WHAT IS EXPECTED: Convert the data below into a numbered list with one line per item, leaving out any blank lines.

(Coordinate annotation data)
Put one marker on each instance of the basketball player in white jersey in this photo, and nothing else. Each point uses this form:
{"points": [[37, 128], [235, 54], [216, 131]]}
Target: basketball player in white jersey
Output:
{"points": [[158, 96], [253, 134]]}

FINAL ANSWER:
1. Put one marker on each instance of the basketball player in white jersey in this photo, and nothing else. Each point uses this form:
2. {"points": [[37, 128], [235, 54], [216, 131]]}
3. Target: basketball player in white jersey
4. Output:
5. {"points": [[158, 96], [253, 134]]}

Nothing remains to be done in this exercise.